Saved entries:
○ ○ ○ ○ ○
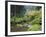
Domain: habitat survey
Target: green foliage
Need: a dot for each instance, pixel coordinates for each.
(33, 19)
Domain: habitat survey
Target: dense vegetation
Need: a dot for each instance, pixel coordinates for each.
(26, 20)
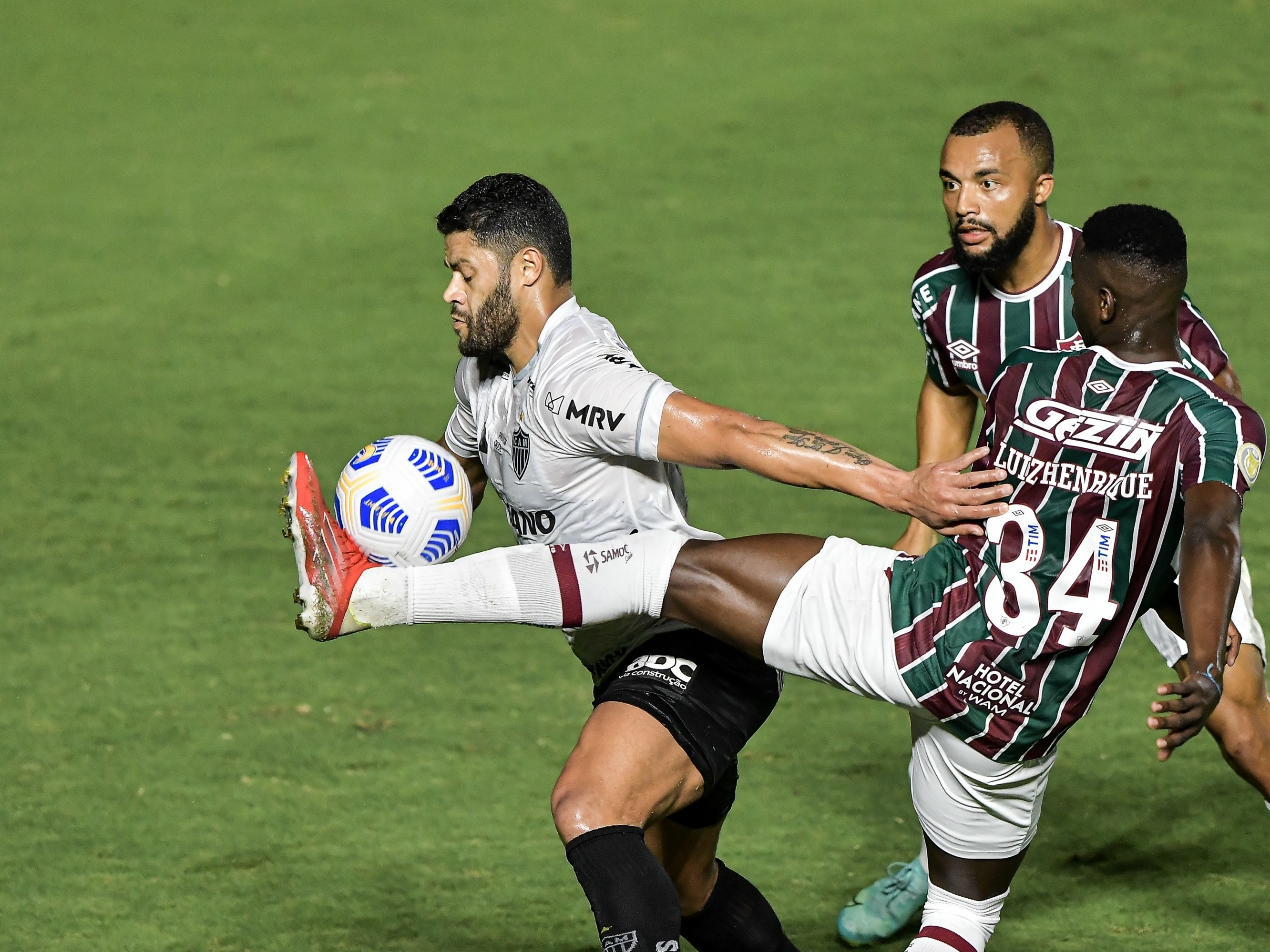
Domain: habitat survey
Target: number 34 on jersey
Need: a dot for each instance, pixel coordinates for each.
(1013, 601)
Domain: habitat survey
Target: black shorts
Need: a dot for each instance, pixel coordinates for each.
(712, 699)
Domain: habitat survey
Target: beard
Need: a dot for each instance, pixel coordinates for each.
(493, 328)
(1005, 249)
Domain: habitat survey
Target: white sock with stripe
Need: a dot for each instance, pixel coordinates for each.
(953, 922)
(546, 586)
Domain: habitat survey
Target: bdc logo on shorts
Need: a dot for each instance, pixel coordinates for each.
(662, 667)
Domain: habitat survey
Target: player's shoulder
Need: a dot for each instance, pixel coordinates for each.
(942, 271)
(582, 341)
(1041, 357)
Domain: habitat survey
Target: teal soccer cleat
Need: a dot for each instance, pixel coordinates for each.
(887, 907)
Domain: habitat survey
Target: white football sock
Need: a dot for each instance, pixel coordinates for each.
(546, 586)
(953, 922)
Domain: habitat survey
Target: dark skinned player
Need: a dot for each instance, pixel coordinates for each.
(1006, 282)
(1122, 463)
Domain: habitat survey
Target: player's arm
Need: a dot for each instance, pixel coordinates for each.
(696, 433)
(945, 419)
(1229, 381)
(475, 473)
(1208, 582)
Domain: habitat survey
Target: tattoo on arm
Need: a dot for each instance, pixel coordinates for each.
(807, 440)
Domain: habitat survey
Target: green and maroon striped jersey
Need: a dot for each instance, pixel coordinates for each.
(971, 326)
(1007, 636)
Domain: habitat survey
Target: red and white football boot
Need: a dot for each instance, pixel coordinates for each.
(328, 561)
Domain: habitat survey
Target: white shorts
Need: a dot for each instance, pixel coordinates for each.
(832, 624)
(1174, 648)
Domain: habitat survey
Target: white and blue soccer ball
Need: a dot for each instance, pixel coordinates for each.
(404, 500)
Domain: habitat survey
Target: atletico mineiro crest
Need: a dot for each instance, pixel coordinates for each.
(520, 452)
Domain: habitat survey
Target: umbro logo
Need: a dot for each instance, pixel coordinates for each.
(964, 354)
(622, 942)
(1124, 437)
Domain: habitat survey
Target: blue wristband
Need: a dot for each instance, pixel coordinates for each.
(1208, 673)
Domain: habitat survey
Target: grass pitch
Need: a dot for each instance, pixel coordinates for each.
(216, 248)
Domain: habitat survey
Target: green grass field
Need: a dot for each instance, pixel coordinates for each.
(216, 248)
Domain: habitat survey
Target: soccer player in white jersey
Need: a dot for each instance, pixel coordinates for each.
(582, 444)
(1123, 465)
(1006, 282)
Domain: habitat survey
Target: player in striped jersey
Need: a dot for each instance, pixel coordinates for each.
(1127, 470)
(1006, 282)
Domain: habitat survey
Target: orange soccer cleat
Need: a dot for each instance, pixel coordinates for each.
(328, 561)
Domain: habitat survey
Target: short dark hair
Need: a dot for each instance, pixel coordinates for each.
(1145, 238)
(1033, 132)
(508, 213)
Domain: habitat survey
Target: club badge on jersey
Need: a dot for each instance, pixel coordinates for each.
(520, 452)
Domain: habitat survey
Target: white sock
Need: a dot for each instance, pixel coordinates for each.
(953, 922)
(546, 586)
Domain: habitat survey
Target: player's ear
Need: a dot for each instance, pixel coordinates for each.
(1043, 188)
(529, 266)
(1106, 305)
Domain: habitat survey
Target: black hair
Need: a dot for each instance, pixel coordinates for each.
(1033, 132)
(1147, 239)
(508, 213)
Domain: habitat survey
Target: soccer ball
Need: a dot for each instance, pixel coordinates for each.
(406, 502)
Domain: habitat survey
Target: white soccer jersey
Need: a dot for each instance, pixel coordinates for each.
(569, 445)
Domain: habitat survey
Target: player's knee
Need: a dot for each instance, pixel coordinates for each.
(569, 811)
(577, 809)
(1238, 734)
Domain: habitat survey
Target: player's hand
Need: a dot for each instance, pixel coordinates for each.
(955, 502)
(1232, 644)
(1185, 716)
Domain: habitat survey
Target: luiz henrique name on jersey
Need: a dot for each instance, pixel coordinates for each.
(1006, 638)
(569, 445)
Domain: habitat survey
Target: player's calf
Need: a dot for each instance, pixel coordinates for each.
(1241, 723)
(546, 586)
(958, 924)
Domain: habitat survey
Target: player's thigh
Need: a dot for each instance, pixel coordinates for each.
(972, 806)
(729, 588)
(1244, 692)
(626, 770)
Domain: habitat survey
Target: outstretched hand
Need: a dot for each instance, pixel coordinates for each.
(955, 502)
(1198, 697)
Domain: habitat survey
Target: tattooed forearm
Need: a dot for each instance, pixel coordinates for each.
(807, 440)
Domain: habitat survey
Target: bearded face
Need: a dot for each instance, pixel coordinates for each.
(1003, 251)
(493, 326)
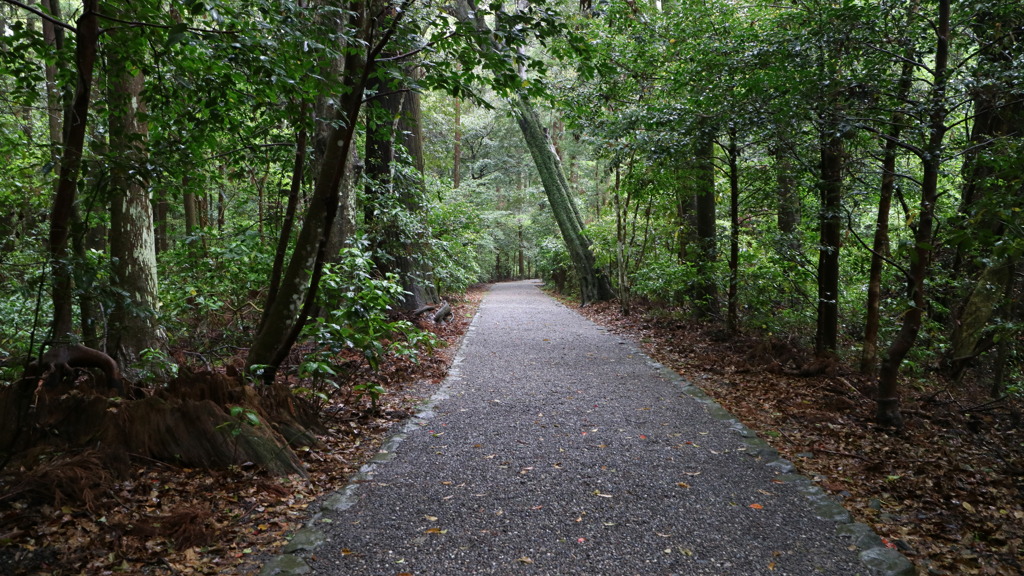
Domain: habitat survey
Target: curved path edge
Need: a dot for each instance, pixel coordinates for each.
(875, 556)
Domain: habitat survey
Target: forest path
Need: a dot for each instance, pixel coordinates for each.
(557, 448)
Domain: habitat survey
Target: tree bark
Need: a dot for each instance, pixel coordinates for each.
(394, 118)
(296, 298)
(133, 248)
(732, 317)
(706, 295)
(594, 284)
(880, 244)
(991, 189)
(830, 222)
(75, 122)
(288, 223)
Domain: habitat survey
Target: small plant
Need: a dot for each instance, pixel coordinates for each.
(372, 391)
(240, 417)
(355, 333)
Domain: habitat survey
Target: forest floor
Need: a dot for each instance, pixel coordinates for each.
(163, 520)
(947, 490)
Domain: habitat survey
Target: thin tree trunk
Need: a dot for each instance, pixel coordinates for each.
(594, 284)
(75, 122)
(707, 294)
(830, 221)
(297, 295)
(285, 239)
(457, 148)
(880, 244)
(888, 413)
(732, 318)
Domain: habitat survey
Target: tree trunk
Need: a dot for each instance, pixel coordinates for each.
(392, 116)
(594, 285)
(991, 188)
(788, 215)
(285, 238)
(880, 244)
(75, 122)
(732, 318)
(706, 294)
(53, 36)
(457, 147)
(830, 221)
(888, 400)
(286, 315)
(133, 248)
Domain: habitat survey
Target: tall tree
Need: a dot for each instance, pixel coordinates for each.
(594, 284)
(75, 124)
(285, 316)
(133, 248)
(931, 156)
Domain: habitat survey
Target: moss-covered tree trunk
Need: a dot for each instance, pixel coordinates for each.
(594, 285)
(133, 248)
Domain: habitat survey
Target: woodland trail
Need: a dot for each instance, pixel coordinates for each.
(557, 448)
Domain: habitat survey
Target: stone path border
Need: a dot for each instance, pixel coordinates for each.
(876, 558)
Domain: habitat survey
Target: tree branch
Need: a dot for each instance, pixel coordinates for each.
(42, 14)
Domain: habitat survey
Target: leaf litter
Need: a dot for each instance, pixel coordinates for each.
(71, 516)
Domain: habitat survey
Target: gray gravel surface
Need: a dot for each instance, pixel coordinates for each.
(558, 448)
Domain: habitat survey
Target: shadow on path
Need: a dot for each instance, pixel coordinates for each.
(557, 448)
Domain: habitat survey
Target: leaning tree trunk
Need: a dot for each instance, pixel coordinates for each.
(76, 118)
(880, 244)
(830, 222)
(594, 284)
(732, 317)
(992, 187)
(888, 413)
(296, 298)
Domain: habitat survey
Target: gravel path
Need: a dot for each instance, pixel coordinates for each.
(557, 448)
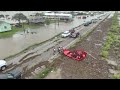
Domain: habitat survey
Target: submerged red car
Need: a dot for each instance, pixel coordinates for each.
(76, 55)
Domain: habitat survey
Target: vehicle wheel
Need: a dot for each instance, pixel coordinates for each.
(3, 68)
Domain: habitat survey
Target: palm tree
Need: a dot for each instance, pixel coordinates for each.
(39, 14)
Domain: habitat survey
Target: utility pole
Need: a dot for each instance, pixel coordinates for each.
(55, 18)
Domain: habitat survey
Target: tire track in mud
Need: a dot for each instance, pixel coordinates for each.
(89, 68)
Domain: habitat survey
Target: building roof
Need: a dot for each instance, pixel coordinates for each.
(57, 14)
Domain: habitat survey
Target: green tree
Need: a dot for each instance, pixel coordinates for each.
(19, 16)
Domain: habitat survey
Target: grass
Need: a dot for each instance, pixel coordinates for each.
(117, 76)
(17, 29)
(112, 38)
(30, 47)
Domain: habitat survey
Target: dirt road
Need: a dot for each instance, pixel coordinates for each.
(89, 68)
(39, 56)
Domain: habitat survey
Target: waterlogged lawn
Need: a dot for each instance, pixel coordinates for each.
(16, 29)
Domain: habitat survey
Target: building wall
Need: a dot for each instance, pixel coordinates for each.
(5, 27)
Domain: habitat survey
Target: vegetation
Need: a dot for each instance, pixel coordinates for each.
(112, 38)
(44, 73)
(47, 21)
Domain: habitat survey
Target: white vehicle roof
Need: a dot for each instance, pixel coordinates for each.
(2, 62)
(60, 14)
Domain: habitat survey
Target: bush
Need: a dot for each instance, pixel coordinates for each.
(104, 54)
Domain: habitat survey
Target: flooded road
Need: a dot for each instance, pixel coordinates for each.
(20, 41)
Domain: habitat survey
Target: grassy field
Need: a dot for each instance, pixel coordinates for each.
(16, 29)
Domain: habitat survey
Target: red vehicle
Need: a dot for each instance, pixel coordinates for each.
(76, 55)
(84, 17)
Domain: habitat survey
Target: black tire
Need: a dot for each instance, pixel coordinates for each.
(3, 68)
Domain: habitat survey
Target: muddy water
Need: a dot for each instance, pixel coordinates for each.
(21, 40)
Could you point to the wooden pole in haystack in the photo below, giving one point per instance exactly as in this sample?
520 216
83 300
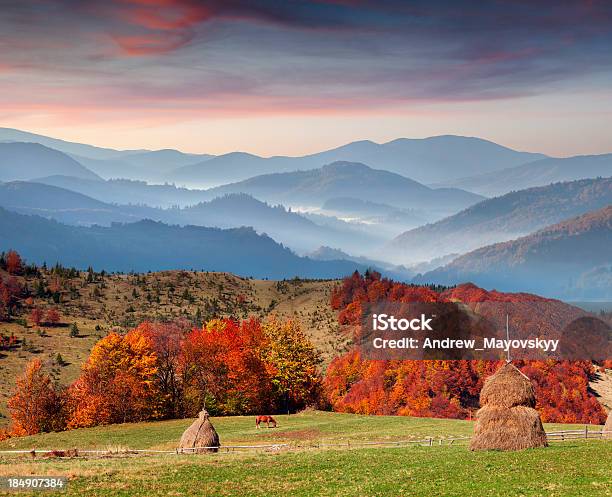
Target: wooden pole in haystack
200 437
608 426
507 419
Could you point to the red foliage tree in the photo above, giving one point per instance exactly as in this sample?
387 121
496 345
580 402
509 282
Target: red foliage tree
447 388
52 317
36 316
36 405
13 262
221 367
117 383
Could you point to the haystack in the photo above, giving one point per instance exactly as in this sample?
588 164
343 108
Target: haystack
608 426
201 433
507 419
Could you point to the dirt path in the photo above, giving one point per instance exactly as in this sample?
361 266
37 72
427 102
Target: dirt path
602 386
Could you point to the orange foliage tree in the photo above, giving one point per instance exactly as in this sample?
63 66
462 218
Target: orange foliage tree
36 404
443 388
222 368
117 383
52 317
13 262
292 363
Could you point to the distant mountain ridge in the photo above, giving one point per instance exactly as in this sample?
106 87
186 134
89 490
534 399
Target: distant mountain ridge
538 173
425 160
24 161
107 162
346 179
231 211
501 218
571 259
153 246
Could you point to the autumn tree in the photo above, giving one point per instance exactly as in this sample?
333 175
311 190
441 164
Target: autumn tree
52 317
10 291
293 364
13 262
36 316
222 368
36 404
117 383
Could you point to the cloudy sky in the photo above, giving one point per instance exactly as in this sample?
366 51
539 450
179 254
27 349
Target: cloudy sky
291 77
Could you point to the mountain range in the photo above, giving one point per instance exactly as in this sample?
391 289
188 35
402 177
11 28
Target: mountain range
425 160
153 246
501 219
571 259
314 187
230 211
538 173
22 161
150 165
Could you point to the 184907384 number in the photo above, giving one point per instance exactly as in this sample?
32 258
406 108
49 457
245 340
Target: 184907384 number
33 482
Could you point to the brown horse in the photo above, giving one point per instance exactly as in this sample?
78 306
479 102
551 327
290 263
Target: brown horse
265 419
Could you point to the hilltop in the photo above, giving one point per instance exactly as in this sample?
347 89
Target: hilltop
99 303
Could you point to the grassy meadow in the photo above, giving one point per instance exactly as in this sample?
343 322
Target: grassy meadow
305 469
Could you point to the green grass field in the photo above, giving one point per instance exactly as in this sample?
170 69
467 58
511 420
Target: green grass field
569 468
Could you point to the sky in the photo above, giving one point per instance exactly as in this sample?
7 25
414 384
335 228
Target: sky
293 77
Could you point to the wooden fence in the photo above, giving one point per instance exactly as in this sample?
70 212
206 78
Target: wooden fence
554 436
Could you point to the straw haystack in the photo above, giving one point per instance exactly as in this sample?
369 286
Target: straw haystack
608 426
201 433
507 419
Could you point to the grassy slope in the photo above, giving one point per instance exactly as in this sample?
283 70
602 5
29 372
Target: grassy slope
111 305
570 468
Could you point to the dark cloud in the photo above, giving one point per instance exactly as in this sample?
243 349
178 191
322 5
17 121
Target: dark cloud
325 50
○ ○ ○ ○ ○
■ REQUIRED WORK: Return exactly, and only, the line containing "Could you point to the green" and every line after it through the end of the material.

■ THE SOLUTION:
Could you point to the green grass field in the photo above, giving one point per instance exactly as in this sample?
170 69
467 58
511 420
Target: green grass field
569 468
Could you point to the sky in the photo above, giving one point per instance exactly as in this sample?
7 25
414 384
335 228
Target: sky
293 77
Could you point to the wooden fence in the photo above, giving one point per instance exactly as in this sample?
70 212
206 78
Target: wooden fence
554 436
Could you point to the straw haystack in the photo above, giving one point per instance exactly as in this sample?
369 286
Target: straw haystack
608 426
201 433
507 419
Could you point to the grassy slope in the photo above, giving one point per instance exactly as in this sample?
283 70
602 5
29 372
Target: grassy slope
111 305
570 468
Could you point to the dark cloud in the photo above, giving one point per instance exactly as in this sample?
243 349
178 191
322 5
17 121
Target: dark cloud
325 50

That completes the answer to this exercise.